Task instructions:
Below is a block of records; repeat each one exactly.

(Point-based annotation data)
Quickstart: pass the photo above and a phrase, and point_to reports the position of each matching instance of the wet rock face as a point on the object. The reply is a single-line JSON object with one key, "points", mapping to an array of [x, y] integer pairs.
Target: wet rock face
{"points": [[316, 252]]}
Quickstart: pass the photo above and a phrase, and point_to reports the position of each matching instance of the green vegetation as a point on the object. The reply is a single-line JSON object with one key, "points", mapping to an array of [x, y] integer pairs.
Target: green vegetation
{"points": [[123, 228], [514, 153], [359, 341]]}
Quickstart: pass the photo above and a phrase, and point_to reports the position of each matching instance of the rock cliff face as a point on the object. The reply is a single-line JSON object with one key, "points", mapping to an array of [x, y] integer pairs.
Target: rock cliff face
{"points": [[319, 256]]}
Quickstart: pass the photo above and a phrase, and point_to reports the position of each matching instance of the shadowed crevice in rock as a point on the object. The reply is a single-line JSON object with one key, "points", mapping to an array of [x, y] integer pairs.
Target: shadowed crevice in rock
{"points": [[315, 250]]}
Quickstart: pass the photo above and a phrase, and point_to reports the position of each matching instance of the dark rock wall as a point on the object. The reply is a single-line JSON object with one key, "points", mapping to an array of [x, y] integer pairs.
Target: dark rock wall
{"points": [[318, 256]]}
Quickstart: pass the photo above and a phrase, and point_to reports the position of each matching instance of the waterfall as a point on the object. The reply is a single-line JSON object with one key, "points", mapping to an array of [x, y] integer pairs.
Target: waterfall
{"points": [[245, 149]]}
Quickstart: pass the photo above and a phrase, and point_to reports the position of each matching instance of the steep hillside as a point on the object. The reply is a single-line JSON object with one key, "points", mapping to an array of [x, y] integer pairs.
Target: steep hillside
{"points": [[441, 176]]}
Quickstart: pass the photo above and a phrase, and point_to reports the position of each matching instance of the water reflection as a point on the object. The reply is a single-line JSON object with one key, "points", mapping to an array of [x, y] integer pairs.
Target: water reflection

Solution for this problem:
Quickstart: pass the photo above and a phrase, and point_to reports the position of each matching instance of the wet rock face as a point on the object. The reply is a single-line JSON object with one key, "points", mapping to an array of [x, y] integer pairs.
Target: wet rock face
{"points": [[316, 252]]}
Quickstart: pass the photo above and a phrase, and point_to reports the position of each matching instance of the green vegetation as a point on the object. The reply is a single-line JSON object with one key, "points", mapping to an array of [x, y] integer pairs.
Target: green vegetation
{"points": [[123, 228], [514, 153], [359, 341]]}
Quickstart: pass the photo above and a phrase, and point_to reports the position of each matching instance of the rock cliff face as a point on the object. The reply is a single-line JSON object with one key, "points", mapping to an array of [x, y] integer pairs.
Target: rock cliff face
{"points": [[319, 256]]}
Quickstart: pass the photo above and a phrase, and point_to reports the position of each matching instance of the shadowed crevice in rock as a point on the object. The reply is a single-line JSON object with one key, "points", mapping to an array of [x, y] integer pairs.
Target: shadowed crevice in rock
{"points": [[315, 250]]}
Quickstart: pass the photo above and a phrase, and point_to reports the position of each matching instance of the dark rock wall as a point on the object. The reply is a single-line JSON object with one key, "points", mapping to an array of [x, y] integer pairs.
Target: dark rock wall
{"points": [[318, 256]]}
Quickstart: pass the photo above and a phrase, and point_to reports the position of each matching instance of the waterfall as a point on the object. The reply is a single-line JSON object with one key, "points", mapping to an array of [x, y] integer pairs.
Target: waterfall
{"points": [[245, 149]]}
Quickstart: pass the photo above and a phrase, and point_to reports the position of each matching instance of the steep hillside as a point on the object. The reply is a single-line JSON object with one key, "points", mapping to an array of [x, y] integer pairs.
Target: steep hillside
{"points": [[441, 176]]}
Quickstart: pass the photo above and a phrase, and point_to reports the position of each matching instance of the water reflection as a point on the object. The reply is a single-line JSON object with one key, "points", mapping to an array of [x, y] integer pairs.
Target: water reflection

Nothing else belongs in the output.